** START Selected text **

Children, Youth and International Development MA

  • Overview
  • Special Features
  • Course Content
  • Teaching & Assessment
  • Employability
  • Fees
  • Entry Criteria

About the Course

This programme is unique within the UK in catering specifically for those working, or interested in working, in the field of children, youth and international development. The course will equip you with the conceptual understanding and breadth of empirical knowledge that will enable you to critically evaluate policy and practice in the area of children, youth and development and give you the skills necessary to design and undertake research relating to children, youth and development.

Course information

Download the Course Leaflet (PDF)

Aims

To equip students with:

  • The conceptual understanding and breadth of empirical knowledge that will enable them to critically evaluate research, policy and practice in the area of children, youth and development.
  • An understanding of differing disciplinary perspectives on childhood and youth, and their theoretical and empirical contributions.
  • The skills necessary to design and undertake research relating to children, youth and international development.
  • Methodological, cognitive and transferable skills and substantive knowledge that will prepare them for employment, further study and civic engagement.

** END Selected text **

◆ Tasks to carry out:
(a) Answer these questions from the course description:
(i) Within which country is the programme described as unique?
(ii) In what file format is the course leaflet offered?
(iii) According to the last aim, what three things will the skills and knowledge prepare students for?
(b) Retype the stretch of the course description from "This programme is" through "Course Leaflet (PDF)".
Rely only on the course description when answering.

** START Dataset content **

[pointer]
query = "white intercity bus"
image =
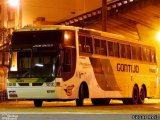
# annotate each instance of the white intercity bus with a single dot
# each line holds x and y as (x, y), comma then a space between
(62, 63)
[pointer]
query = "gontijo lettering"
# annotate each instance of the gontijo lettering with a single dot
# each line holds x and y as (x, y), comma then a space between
(127, 68)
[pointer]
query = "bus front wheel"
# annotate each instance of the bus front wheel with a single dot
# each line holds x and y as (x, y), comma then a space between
(102, 101)
(135, 95)
(80, 100)
(142, 95)
(38, 103)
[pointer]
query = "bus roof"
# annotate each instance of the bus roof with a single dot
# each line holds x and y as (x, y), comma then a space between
(83, 30)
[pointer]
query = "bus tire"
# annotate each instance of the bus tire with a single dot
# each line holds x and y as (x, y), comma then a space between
(38, 103)
(142, 95)
(80, 100)
(102, 101)
(135, 95)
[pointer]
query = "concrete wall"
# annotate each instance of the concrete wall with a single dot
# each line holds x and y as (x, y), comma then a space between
(55, 10)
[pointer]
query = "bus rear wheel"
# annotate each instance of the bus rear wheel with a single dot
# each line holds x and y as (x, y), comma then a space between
(38, 103)
(142, 95)
(80, 100)
(135, 95)
(102, 101)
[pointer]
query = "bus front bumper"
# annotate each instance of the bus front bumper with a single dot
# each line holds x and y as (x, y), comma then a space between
(36, 93)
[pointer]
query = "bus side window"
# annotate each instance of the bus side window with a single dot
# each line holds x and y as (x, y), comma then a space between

** END Dataset content **

◆ Exercise answers:
(a)
(i) The UK
(ii) PDF
(iii) Employment, further study and civic engagement

(b)
This programme is unique within the UK in catering specifically for those working, or interested in working, in the field of children, youth and international development. The course will equip you with the conceptual understanding and breadth of empirical knowledge that will enable you to critically evaluate policy and practice in the area of children, youth and development and give you the skills necessary to design and undertake research relating to children, youth and development.

Course information

Download the Course Leaflet (PDF)